# Directions
Extract every line of the listing below, reproducing each one without alteration, and omit the pictures from your answer.

(Items drawn from a data source)
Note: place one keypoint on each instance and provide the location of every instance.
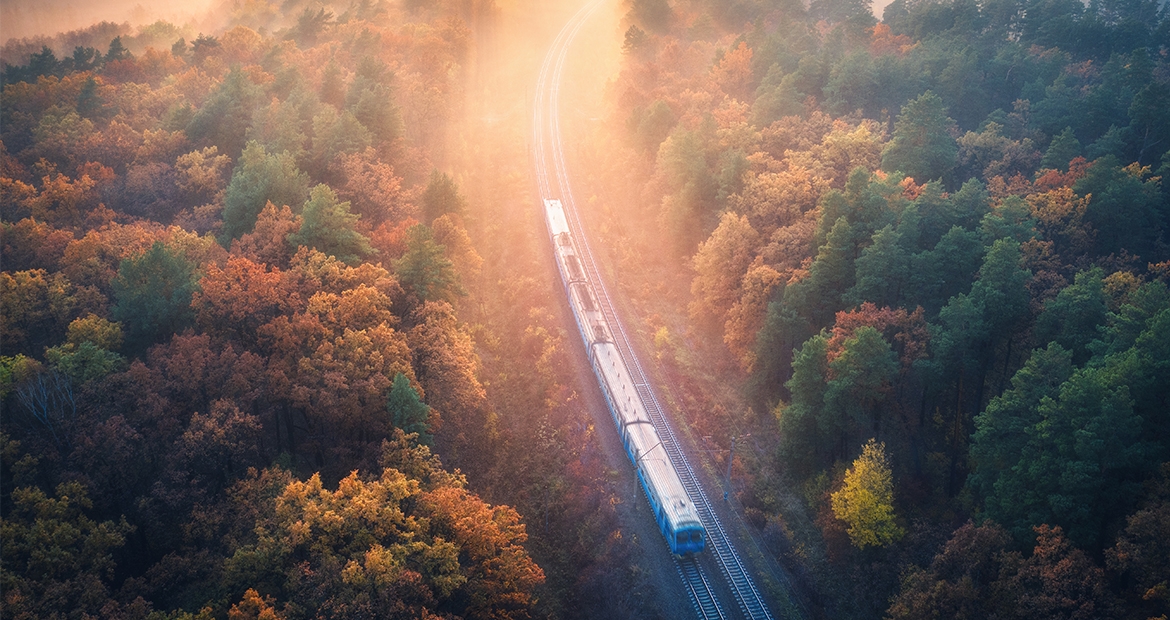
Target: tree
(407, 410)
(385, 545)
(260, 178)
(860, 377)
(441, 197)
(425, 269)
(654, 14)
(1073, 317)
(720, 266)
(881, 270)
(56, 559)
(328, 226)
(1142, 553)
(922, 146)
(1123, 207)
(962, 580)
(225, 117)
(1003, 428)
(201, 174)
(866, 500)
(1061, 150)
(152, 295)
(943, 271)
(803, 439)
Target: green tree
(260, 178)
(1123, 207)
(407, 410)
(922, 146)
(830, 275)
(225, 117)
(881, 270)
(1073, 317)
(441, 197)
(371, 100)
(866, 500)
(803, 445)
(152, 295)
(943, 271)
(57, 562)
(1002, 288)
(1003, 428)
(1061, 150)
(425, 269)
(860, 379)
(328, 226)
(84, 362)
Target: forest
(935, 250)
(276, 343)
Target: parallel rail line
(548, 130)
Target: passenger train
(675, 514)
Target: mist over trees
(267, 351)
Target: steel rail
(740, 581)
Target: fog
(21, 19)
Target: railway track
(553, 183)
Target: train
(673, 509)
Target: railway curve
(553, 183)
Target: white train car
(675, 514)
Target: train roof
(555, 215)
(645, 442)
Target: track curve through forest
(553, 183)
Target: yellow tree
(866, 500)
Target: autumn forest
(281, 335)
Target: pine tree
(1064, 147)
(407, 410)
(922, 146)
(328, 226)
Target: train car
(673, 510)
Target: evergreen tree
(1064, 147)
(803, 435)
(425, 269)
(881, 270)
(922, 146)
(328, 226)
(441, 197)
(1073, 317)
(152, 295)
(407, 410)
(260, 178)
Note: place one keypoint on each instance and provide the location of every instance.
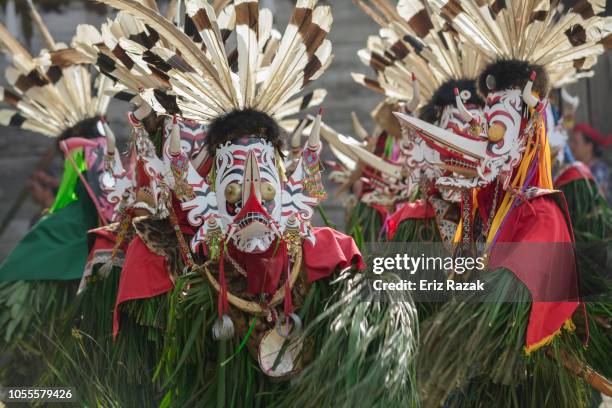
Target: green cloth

# Answer in full
Note: place one keypoint on each instance and provide the location of every instance.
Target: tree
(407, 410)
(385, 545)
(260, 178)
(860, 377)
(441, 197)
(425, 269)
(654, 14)
(1073, 317)
(720, 266)
(881, 270)
(56, 559)
(328, 226)
(1142, 553)
(922, 146)
(1123, 207)
(962, 580)
(225, 117)
(1003, 428)
(201, 174)
(866, 500)
(1061, 150)
(152, 295)
(943, 271)
(803, 439)
Target: green tree
(260, 178)
(1123, 207)
(407, 410)
(922, 146)
(830, 275)
(225, 117)
(881, 270)
(1073, 317)
(441, 197)
(371, 100)
(866, 500)
(803, 445)
(152, 295)
(943, 271)
(57, 562)
(1002, 288)
(1003, 428)
(1061, 150)
(425, 269)
(860, 379)
(328, 226)
(84, 362)
Target: forest
(935, 250)
(276, 343)
Target: parallel rail line
(548, 130)
Target: passenger train
(675, 514)
Target: mist over trees
(267, 351)
Target: steel rail
(740, 581)
Target: fog
(21, 19)
Target: railway track
(553, 183)
Target: train
(673, 509)
Target: railway curve
(553, 183)
Target: white train car
(675, 514)
Target: train roof
(555, 215)
(645, 442)
Target: track curve through forest
(553, 183)
Target: yellow tree
(866, 500)
Target: autumn forest
(281, 335)
Target: pine tree
(1064, 147)
(407, 410)
(922, 146)
(328, 226)
Target: train car
(673, 510)
Target: evergreen tree
(1064, 147)
(803, 435)
(425, 269)
(881, 270)
(922, 146)
(328, 226)
(441, 197)
(1073, 317)
(152, 295)
(407, 410)
(260, 178)
Note: place one keypoint on each instance and provide the location of every instance.
Target: green cloth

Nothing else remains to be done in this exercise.